■ EXERCISE OBJECTIVE
Rewrite all of the items below, putting "Follow this format" wherever "Match this form" appears and keeping everything else the same. Leave the pictures out of your answer.

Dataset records
((

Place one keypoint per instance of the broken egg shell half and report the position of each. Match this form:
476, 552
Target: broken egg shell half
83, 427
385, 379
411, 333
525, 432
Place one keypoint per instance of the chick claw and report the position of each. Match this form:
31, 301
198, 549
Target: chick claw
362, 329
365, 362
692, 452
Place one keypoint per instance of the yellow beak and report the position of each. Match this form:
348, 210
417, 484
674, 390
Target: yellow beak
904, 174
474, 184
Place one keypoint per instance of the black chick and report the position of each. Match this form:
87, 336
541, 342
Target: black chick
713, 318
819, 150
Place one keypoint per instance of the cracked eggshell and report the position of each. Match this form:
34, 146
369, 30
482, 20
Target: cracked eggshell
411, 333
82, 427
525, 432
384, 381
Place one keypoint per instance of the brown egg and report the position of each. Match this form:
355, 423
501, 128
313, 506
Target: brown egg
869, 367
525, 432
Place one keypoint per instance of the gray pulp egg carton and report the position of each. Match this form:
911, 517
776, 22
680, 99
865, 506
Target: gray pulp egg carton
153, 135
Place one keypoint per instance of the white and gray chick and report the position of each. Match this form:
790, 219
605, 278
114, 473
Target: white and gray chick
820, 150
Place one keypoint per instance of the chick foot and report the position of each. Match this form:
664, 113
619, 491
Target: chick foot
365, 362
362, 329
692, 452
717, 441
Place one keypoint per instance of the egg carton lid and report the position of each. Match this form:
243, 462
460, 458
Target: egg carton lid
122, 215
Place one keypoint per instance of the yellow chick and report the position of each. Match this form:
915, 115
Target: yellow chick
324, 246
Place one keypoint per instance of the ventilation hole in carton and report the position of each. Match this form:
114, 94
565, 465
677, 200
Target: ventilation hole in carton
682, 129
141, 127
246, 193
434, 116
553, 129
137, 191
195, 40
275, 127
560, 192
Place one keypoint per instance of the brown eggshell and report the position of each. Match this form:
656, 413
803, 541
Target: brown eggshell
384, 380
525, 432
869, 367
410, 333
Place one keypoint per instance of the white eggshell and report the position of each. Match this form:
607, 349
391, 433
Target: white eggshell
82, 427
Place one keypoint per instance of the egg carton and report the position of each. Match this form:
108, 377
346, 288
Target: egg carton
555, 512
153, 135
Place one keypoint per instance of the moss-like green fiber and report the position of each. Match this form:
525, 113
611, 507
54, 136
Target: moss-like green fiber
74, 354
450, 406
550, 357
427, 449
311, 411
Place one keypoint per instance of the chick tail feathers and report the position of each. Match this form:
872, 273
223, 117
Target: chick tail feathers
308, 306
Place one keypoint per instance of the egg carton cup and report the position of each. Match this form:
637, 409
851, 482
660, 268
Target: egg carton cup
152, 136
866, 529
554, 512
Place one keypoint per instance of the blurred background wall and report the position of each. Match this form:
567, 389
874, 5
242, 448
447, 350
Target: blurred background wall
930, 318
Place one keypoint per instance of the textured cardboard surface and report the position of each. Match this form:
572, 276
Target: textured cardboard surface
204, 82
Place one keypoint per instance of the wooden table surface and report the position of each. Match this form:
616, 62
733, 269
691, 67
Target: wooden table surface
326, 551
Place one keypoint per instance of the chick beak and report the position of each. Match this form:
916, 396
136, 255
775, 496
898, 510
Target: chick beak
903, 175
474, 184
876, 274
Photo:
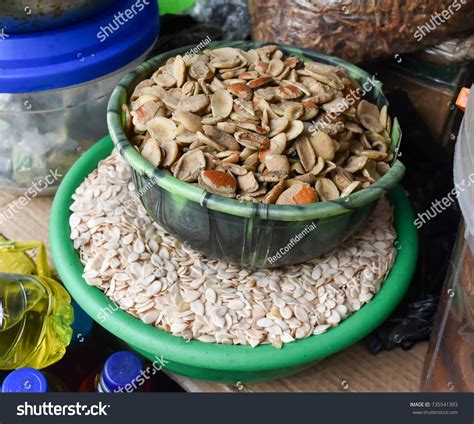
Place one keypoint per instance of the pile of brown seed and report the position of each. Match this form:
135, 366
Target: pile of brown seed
260, 127
148, 273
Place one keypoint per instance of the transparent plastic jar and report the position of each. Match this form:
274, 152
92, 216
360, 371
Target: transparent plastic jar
43, 133
54, 89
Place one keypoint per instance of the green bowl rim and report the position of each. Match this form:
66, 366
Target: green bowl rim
233, 206
224, 357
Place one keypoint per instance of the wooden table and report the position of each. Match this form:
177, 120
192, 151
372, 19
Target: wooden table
353, 369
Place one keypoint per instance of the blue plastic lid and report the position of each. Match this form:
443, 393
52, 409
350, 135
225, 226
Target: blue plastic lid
75, 54
25, 380
82, 325
120, 369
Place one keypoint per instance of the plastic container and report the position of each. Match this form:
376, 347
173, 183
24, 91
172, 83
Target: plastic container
27, 16
360, 30
81, 327
35, 319
225, 363
449, 365
25, 380
246, 233
121, 372
54, 87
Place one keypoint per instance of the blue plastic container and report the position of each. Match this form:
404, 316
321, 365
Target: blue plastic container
25, 380
54, 88
120, 369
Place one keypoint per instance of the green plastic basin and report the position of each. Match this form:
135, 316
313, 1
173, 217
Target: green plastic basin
247, 233
224, 363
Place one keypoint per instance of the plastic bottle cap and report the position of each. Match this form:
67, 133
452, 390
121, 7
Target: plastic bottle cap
120, 369
80, 52
25, 380
82, 325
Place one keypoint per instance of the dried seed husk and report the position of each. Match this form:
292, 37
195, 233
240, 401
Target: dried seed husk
189, 120
164, 80
200, 70
354, 186
194, 103
152, 152
137, 92
252, 140
228, 127
297, 194
244, 108
310, 110
221, 137
341, 178
260, 81
306, 178
170, 151
326, 189
305, 152
232, 158
278, 126
179, 70
248, 183
356, 163
144, 113
272, 196
373, 154
221, 104
293, 111
267, 94
209, 142
369, 116
190, 165
172, 98
277, 163
298, 168
248, 75
319, 167
218, 182
251, 162
162, 129
241, 90
250, 126
294, 129
353, 127
288, 92
323, 145
237, 170
271, 177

))

■ SOLVED EXERCISE
Place one keypoint per instance of the broken egg shell half and report the position of each. Follow this format:
476, 552
Target: broken egg shell half
83, 427
385, 379
411, 333
525, 432
Place one keypoint per instance of the chick claw and report the position of each. Follow this format:
31, 301
198, 549
Target: chick claw
362, 329
365, 362
692, 452
Place one keypoint per instance of the yellow beak and report the position of each. Follow this format:
348, 210
417, 484
674, 390
Target: yellow beak
904, 174
474, 184
Place one keypoint per instance of the black chick and report the position of each. Follow this format:
87, 336
541, 342
Target: black chick
713, 318
819, 150
Place one keypoint per instance of the cracked eggshell and report the position of each. Follow this format:
34, 146
369, 30
482, 20
Target: cracked eggshell
411, 333
82, 427
525, 432
384, 381
Place one keypoint per instance of the brown egg and report the position of each. Follow this format:
355, 423
501, 128
313, 506
Target: brown egg
869, 367
525, 432
Place one keypoint per instance of the gray pulp egg carton and report the position of each. Follow this format:
911, 517
776, 22
680, 99
865, 506
Target: gray pulp egg carton
153, 135
Place one keypoint per instance of the white and gray chick and report the position of each. Follow this format:
790, 219
605, 278
114, 473
Target: white and gray chick
820, 150
Place one keypoint per instance of the chick foot and report the position of each. Follow this format:
664, 113
619, 491
Target: chick foot
365, 362
362, 329
692, 452
717, 441
Place one keypoint per instance of the egg carton lid and report the position of each. Follow this format:
243, 462
460, 458
Target: egg carton lid
122, 215
Place one keypoint per instance of the yellow chick and report the position of each. Follow this format:
915, 115
Target: yellow chick
324, 246
Place one keypoint per instance of the ventilation hole in carton and report the position of each. Follow this format:
114, 94
565, 465
677, 200
Target: ventilation hole in carton
682, 129
141, 127
246, 193
434, 116
553, 129
137, 191
195, 40
275, 127
560, 192
Place one keypoint per instance of the brown eggshell and report the position of each. Follow this format:
656, 413
803, 541
Target: brown eggshell
384, 380
525, 432
869, 367
410, 333
Place one keypoint per instance of the white eggshell and report the position of each. Follow this format:
607, 349
391, 433
Target: white eggshell
82, 427
Place one keypoint per instance of the egg carton and report the position of each. Follow this format:
108, 377
346, 288
Target: egg carton
555, 512
153, 135
Place one keypoint per instance of the moss-like green fiber and report the position of each. Follow this format:
525, 113
611, 507
54, 136
Target: moss-like green fiber
74, 354
450, 406
550, 357
427, 449
311, 411
Place one keypoint per instance of the chick tail feathers and report the position of each. Follow this format:
872, 273
223, 117
Target: chick tail feathers
308, 306
Place one keypoint per instance of the egg carton cup and report the position of each. Follow this format:
637, 409
851, 482
660, 268
Target: egg carton cup
152, 136
866, 529
554, 512
Place one keypoint per instance of the blurred background wall and report the position of each. Follow this format:
567, 389
874, 5
242, 448
447, 350
Target: blurred background wall
930, 318
Place one keypoint per instance of the textured cardboard surface and report the position of each. Follow this format:
572, 276
Target: textured cardboard surface
204, 82
Place one keypoint per instance of the wooden table surface and report the position of each. Follow this format:
616, 62
733, 269
691, 67
Target: wooden table surface
326, 551
Place one keypoint per instance of the chick beak and report the position of each. Follow this format:
916, 396
136, 255
775, 496
898, 510
Target: chick beak
903, 175
474, 184
876, 274
Photo:
Place one keypoint per instance of the pile of brown seed and report the position of each. Follow this format:
135, 366
Target: pile of brown seed
260, 127
148, 273
Place one keypoint per instance of the transparent plastic jar and report the position of each. Follow this format:
274, 152
92, 216
360, 371
Target: transparent plastic jar
43, 133
54, 89
Place one keypoint per instance of the green bowl rim and report the position of each. Follow this format:
66, 366
Target: green bowl rim
233, 206
224, 357
Place one keypoint per instance of the wooden table and report the position of each. Follow this format:
177, 120
192, 151
372, 19
Target: wooden table
353, 369
Place one keypoint per instance of the blue plastic lid and report the position of each. Follow this format:
443, 393
52, 409
350, 135
225, 226
Target: blue plastic lid
75, 54
25, 380
82, 325
120, 369
Place one keypoint per instance of the plastic container and report the position of each. Follow this format:
376, 347
173, 183
24, 91
172, 83
Target: plastic container
27, 16
360, 30
81, 327
35, 319
225, 363
449, 365
25, 380
246, 233
121, 372
54, 87
Place one keypoint per instance of the blue plastic container and report the position of each. Follow this format:
404, 316
321, 365
Target: blue plastic container
25, 380
54, 88
120, 369
Place one keypoint per instance of the green plastic basin and report the position of each. Follow this format:
135, 316
313, 1
173, 217
Target: green plastic basin
247, 233
224, 363
Place one keypoint per instance of the plastic bottle cap and report the position of each. Follow this format:
67, 133
452, 390
121, 7
Target: plastic bottle cap
120, 369
80, 52
25, 380
82, 325
Place one keypoint per instance of the dried seed husk and report the position of each. Follow this format:
292, 37
195, 233
240, 401
Target: dried seed husk
189, 120
164, 80
200, 70
354, 186
194, 103
152, 152
137, 92
252, 140
228, 127
297, 194
244, 108
310, 110
221, 137
341, 178
260, 81
306, 178
170, 151
326, 189
305, 152
232, 158
278, 126
179, 70
248, 183
356, 163
144, 113
272, 196
373, 154
221, 104
293, 111
267, 94
209, 142
369, 116
190, 165
172, 98
277, 163
298, 168
248, 75
319, 167
218, 182
251, 162
162, 129
241, 90
250, 126
294, 129
353, 127
288, 92
323, 145
237, 170
271, 177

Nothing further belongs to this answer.